Ярким примером смысловой многоплановости «Ревизора» также может служить появление излюбленных гоголевских символов - пустой бутылки и сапог - в описании интерьера гостиницы в начале второго действия: «Маленькая комната в гостинице. Постель, стол, чемодан, пустая бутылка, сапоги, платяная щетка и прочее» (IV, 24). Спрятанные в ряду других предметов обстановки, символы спасения (бутылка) и пути (сапоги), которые, как известно, Гоголь тщательно вырисовывал на собственноручно изготовленной обложке к «Мертвым душам», придают эсхатологическое звучание развернувшимся далее, во втором действии «Ревизора» событиям.

Эстетическая многоплановость комедии обусловливает наличие сразу нескольких «кодов» ее прочтения. Гоголь способствовал еще большему осложнению ситуации, снабдив комедию целым рядом комментариев. В. Набоков негативно оценил этот поступок драматурга: «Он позволил себе худшее, что может позволить себе писатель в подобных обстоятельствах: попытался объяснить в печати те места своей пьесы, которых критики либо не заметили, либо превратно истолковали». Но в этом Набокову видится ключевая особенность всего гоголевского творчества: «Гоголь, будучи Гоголем и существуя в зеркальном мире, обладал способностью тщательно планировать свои произведения после того, как он их написал и опубликовал».

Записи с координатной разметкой
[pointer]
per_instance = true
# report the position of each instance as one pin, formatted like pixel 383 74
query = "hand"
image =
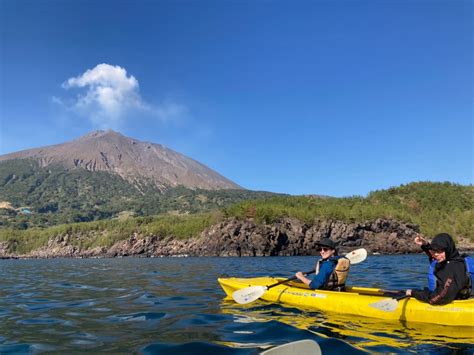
pixel 419 240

** Исходный запрос 1 **
Воспроизведите полностью и без каких-либо изменений фрагмент текста о «Ревизоре».
** Исходный запрос 2 **
Приведите записи повторно, подставив «face» вместо «hand» и сохранив все прочее в неизменном виде. Изображения в ответ не включайте.
Фрагмент текста и записи между собой никак не связаны.

** Ответ 1 **
Ярким примером смысловой многоплановости «Ревизора» также может служить появление излюбленных гоголевских символов - пустой бутылки и сапог - в описании интерьера гостиницы в начале второго действия: «Маленькая комната в гостинице. Постель, стол, чемодан, пустая бутылка, сапоги, платяная щетка и прочее» (IV, 24). Спрятанные в ряду других предметов обстановки, символы спасения (бутылка) и пути (сапоги), которые, как известно, Гоголь тщательно вырисовывал на собственноручно изготовленной обложке к «Мертвым душам», придают эсхатологическое звучание развернувшимся далее, во втором действии «Ревизора» событиям.

Эстетическая многоплановость комедии обусловливает наличие сразу нескольких «кодов» ее прочтения. Гоголь способствовал еще большему осложнению ситуации, снабдив комедию целым рядом комментариев. В. Набоков негативно оценил этот поступок драматурга: «Он позволил себе худшее, что может позволить себе писатель в подобных обстоятельствах: попытался объяснить в печати те места своей пьесы, которых критики либо не заметили, либо превратно истолковали». Но в этом Набокову видится ключевая особенность всего гоголевского творчества: «Гоголь, будучи Гоголем и существуя в зеркальном мире, обладал способностью тщательно планировать свои произведения после того, как он их написал и опубликовал».

** Ответ 2 **
[pointer]
per_instance = true
# report the position of each instance as one pin, formatted like pixel 383 74
query = "face"
image =
pixel 419 240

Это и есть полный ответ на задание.